■ Input material ■
########

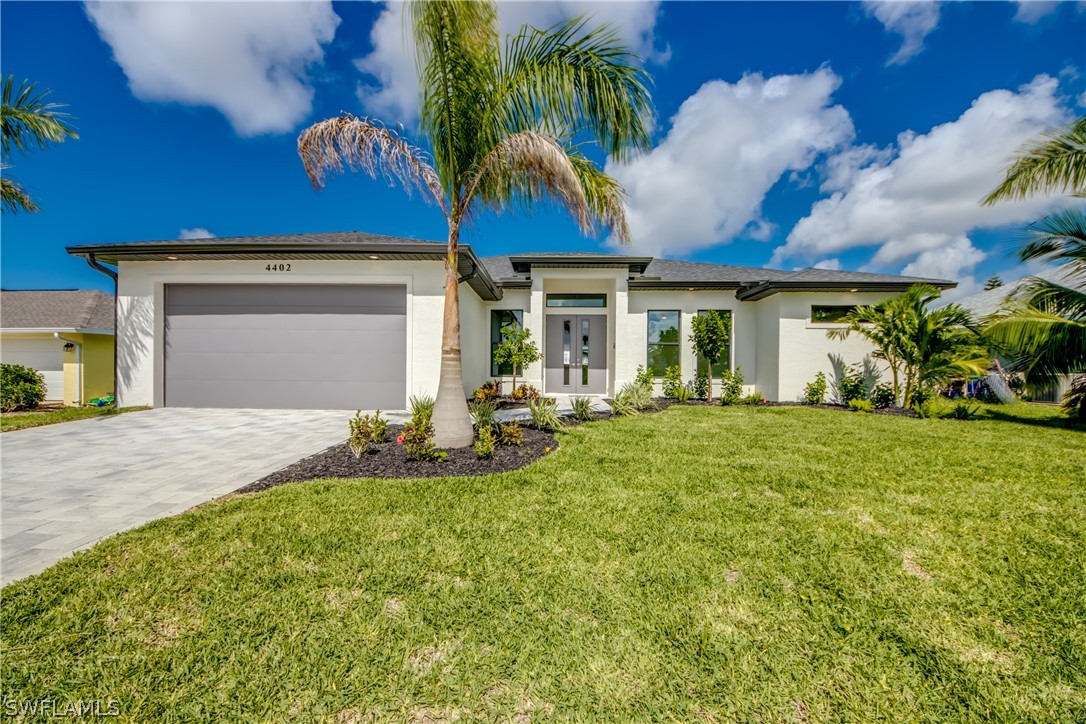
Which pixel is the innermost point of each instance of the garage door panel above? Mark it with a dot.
(292, 346)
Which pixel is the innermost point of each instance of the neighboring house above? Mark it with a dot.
(353, 320)
(66, 334)
(986, 304)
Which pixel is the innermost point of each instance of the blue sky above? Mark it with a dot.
(854, 136)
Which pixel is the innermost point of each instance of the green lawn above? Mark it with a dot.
(11, 421)
(702, 563)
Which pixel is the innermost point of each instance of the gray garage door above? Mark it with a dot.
(286, 346)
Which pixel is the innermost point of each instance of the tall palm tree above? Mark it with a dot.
(1045, 332)
(26, 122)
(503, 127)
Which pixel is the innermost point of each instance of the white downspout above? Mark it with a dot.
(78, 366)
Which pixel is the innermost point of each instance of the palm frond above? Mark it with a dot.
(1053, 163)
(348, 142)
(14, 198)
(27, 121)
(568, 80)
(523, 168)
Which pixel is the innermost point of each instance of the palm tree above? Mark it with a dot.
(26, 122)
(924, 346)
(503, 128)
(1045, 332)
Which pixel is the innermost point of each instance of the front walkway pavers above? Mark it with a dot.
(65, 486)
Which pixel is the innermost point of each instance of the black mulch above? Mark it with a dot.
(390, 460)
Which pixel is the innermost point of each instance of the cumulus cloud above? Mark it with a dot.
(912, 21)
(918, 200)
(729, 143)
(390, 89)
(1032, 11)
(198, 232)
(247, 60)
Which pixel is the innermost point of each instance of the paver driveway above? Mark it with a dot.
(64, 486)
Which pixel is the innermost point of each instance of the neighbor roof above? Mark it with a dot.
(55, 309)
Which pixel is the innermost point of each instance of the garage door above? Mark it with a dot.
(286, 346)
(45, 355)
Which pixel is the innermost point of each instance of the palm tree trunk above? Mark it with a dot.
(452, 424)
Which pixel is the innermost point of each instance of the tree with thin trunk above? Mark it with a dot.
(505, 127)
(26, 122)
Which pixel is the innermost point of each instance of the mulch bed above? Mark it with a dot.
(390, 460)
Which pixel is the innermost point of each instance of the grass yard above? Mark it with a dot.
(702, 563)
(11, 421)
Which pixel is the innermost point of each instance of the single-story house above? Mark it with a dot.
(353, 320)
(64, 333)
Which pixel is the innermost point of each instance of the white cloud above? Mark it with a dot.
(919, 200)
(1032, 11)
(198, 232)
(391, 87)
(248, 60)
(729, 143)
(912, 21)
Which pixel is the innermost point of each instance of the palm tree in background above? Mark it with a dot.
(1045, 333)
(504, 127)
(26, 122)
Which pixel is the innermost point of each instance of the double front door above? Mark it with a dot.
(575, 358)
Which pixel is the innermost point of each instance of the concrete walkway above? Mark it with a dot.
(65, 486)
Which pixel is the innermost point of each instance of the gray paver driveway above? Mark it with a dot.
(65, 486)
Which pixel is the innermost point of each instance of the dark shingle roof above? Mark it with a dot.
(55, 309)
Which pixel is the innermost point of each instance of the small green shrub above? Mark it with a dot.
(702, 384)
(815, 392)
(582, 407)
(525, 392)
(882, 396)
(731, 386)
(484, 445)
(544, 414)
(366, 430)
(421, 408)
(672, 381)
(861, 405)
(491, 390)
(21, 388)
(962, 410)
(482, 413)
(510, 433)
(417, 440)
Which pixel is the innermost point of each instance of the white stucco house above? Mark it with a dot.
(353, 320)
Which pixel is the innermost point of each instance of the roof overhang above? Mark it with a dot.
(755, 292)
(468, 266)
(634, 264)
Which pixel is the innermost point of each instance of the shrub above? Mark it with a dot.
(482, 413)
(582, 407)
(525, 392)
(21, 388)
(491, 390)
(365, 431)
(815, 392)
(632, 398)
(1074, 398)
(672, 381)
(731, 386)
(417, 440)
(421, 408)
(962, 410)
(858, 405)
(484, 445)
(702, 385)
(882, 396)
(544, 414)
(510, 433)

########

■ Stated problem ■
Every record gets retyped exactly; no picture goes into the copy.

■ Complete output ■
Which pixel is the innermost point of each instance of the garage door panel above? Mark it with a dot.
(292, 346)
Which pixel is the innermost point of each instance of the neighboring house above? Mark it with a dot.
(353, 320)
(66, 334)
(986, 304)
Which pixel is the innermost point of each instance of the blue sky above? Mark it with a dot.
(854, 136)
Which pixel is the innermost point of each instance of the green lawn above? Mark it with a dot.
(11, 421)
(702, 563)
Which pixel is the innermost point of each instance of the gray garage door above? Mark it with a dot.
(286, 346)
Which pixel is the innermost point of each instance of the tall palm tree above? Mark it with a dot.
(1045, 332)
(26, 122)
(503, 127)
Which pixel is the innermost point of each instance of the white downspout above? Mark it with a dot.
(78, 366)
Which pixel is the innermost point of each instance of the palm frond above? Mark it with a dot.
(1053, 163)
(348, 142)
(14, 198)
(27, 121)
(568, 80)
(523, 168)
Which pixel is the innermost point of each instance of the palm tree above? Mark it with a dot.
(26, 122)
(924, 346)
(503, 128)
(1045, 332)
Which pixel is the innermost point of each instance of the front walkway pavers above? Mark it with a dot.
(65, 486)
Which pixel is the innermost point of each instance of the black mulch above? Mark it with a dot.
(390, 460)
Which pixel is the innermost point of each instance of the cumulus cloud above? Mark it with a dot.
(912, 21)
(918, 200)
(729, 143)
(390, 89)
(1032, 11)
(198, 232)
(247, 60)
Which pixel is the innermost point of each instance of the paver driveway above? Mark it with a dot.
(64, 486)
Which pixel is the innermost point of each instance of the neighbor roof above? Mark it with a dot.
(55, 309)
Which pixel is the innermost point of each instance of the garage door above? Mark it with a dot.
(286, 346)
(45, 355)
Which pixel is the innermost point of each instance of the palm tree trunk above? Mark it with a dot.
(452, 424)
Which pixel is the innermost point of each instance of the tree with thin trunk above? Mark it with a dot.
(505, 127)
(26, 122)
Which pixel is the innermost point of each instance of the mulch bed above? Mark it with a dot.
(390, 460)
Which pixel is the innermost point of each instance of the grass yard above? Mark it with a dot.
(702, 563)
(11, 421)
Which pixel is the innermost point of each instance of the single-story house above? Mark it with a dot.
(353, 320)
(64, 333)
Which pixel is the innermost point of each instance of the white cloud above? Mark it with a dot.
(919, 200)
(1032, 11)
(198, 232)
(391, 87)
(248, 60)
(729, 143)
(912, 21)
Which pixel is the innermost point of each instance of the palm tree in background above? Mark it with a dot.
(1045, 333)
(504, 127)
(26, 122)
Which pixel is the innermost point of each instance of the double front door above? Mark it with a dot.
(575, 358)
Which pixel is the innermost point of each instance of the concrete walkway above? Mark it with a dot.
(65, 486)
Which pixel is the innermost point of each instance of the gray paver driveway above? Mark it with a dot.
(65, 486)
Which pixel is the innermost point of each instance of the dark shingle roof above? Mark it with a dot.
(55, 309)
Which pixel is the innermost point of each instance of the small green shrub above? Mark it with a dot.
(702, 384)
(815, 392)
(582, 407)
(525, 392)
(882, 396)
(731, 386)
(484, 445)
(544, 414)
(366, 430)
(421, 408)
(672, 381)
(861, 405)
(491, 390)
(21, 388)
(962, 410)
(482, 413)
(510, 433)
(417, 440)
Which pixel is the innermost point of each instance of the white stucco house above? Mark it with a dot.
(353, 320)
Which pixel is the innermost point of each instance of the roof overhang above? Mark it with a dot.
(755, 292)
(468, 266)
(634, 264)
Which pixel is the innermost point of each instance of the shrub above? Mark it with a dot.
(482, 413)
(582, 407)
(525, 392)
(21, 388)
(491, 390)
(365, 431)
(815, 392)
(632, 398)
(1074, 398)
(672, 381)
(731, 386)
(417, 440)
(421, 408)
(962, 410)
(858, 405)
(484, 445)
(702, 385)
(882, 396)
(544, 414)
(510, 433)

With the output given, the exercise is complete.